A study published in Science Advances demonstrates the effectiveness of two CRISPR-based gene editing technologies for correcting Duchenne Muscular Dystrophy (DMD) mutations in mice.
Prof Robin Lovell-Badge, Group Leader, The Francis Crick Institute, said:
“This is a complex story, due to the complex nature of the gene encoding Dystrophin and the nature of the mutations within this DMD gene that lead to Duchenne muscular dystrophy, a devastating disease where muscles degenerate and affected individuals (usually boys as it is an X chromosome-linked gene) rarely survive into their 20s and are often incapacitated well before this. But it is also a story that deserves attention. The authors make inventive use of relatively new methods of genome editing, termed Base editing and Prime editing, in order to promote either exon* skipping or reframing, both of which can restore production of a functional Dystrophin protein when the underlying mutation would otherwise lead to a truncated and therefore inactive protein. (After exon skipping, the Dystrophin protein made is a little smaller, but it still functions if the affected part of the protein is within a region containing multiple redundant repeats, which is often the case in Duchenne muscular dystrophy patients.) Because the goal is to treat patients, it was necessary to make use of a viral vector system to introduce the genome editing components. However, the necessary proteins are too large to fit into single AAV (‘adeno-associated viral’) vectors, which are commonly used in gene therapy. The authors made clever use of a newly developed system that allows proteins made by separate vectors to be joined together within the cell, and this was demonstrated to give functional Base and Prime editing proteins. The authors tested the methods in mice and in human muscle cells and could demonstrate that both were able to restore Dystrophin levels sufficiently to rescue muscle fibres to a degree that would be promising as a therapy for patients. However, the authors clearly state that the methods are not there yet, especially the method of delivery of the genome editing components. The amount of AAV vectors they had to use was at least a hundred times higher than that which would be safe. The authors are therefore suitably restrained in their conclusions. A lot more work need to be done to develop the technology before it can be applied to patients – but this paper does represent a very promising step.

····················

▸ What to do:
1) List every all-capital acronym that appears in the gene editing comment.
2) Rewrite the paragraph of the gene editing comment that starts "This is a complex story" as a short bulleted list that keeps its main facts.
3) Reproduce the part of the gene editing comment that begins at the words "A study published" and stops after "mutations in mice.".
The items are separate material, unconnected to the gene editing comment.

▸ Given data:
····················

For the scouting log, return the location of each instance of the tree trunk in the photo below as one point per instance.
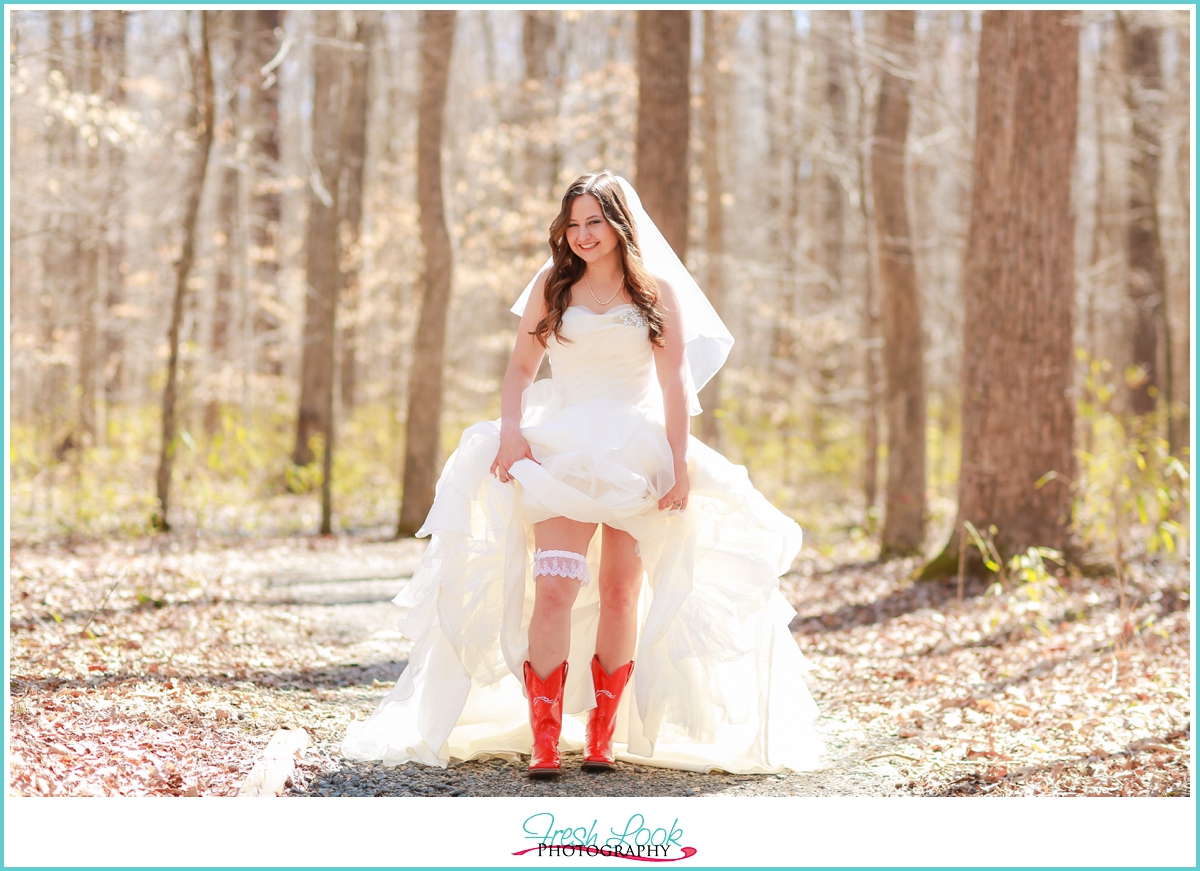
(58, 245)
(227, 236)
(354, 146)
(904, 526)
(202, 116)
(1019, 289)
(262, 121)
(424, 424)
(91, 242)
(321, 242)
(1147, 275)
(715, 83)
(870, 313)
(115, 23)
(664, 58)
(539, 37)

····················

▸ Results for the exercise:
1) CRISPR, DMD, AAV

2)
- Duchenne muscular dystrophy is a devastating disease in which muscles degenerate. It usually affects boys because the gene is X chromosome-linked. Affected individuals rarely survive into their 20s and are often incapacitated well before then.
- The authors used Base editing and Prime editing to promote exon skipping or reframing. Both can restore a functional Dystrophin protein where a mutation would otherwise produce a truncated, inactive one.
- After exon skipping, the protein is a little smaller but still works if the affected part lies in a region of multiple redundant repeats, which is often the case in patients.
- The editing proteins are too large for single AAV vectors. The authors used a new system that joins proteins made by separate vectors inside the cell, which produced functional editing proteins.
- In mice and human muscle cells, both methods restored Dystrophin enough to rescue muscle fibres to a degree promising for therapy.
- Delivery is not ready yet. The AAV dose needed was at least a hundred times higher than would be safe. The authors' conclusions are suitably restrained.
- Much more work is needed before the technology can reach patients, but the paper is a very promising step.

3)
A study published in Science Advances demonstrates the effectiveness of two CRISPR-based gene editing technologies for correcting Duchenne Muscular Dystrophy (DMD) mutations in mice.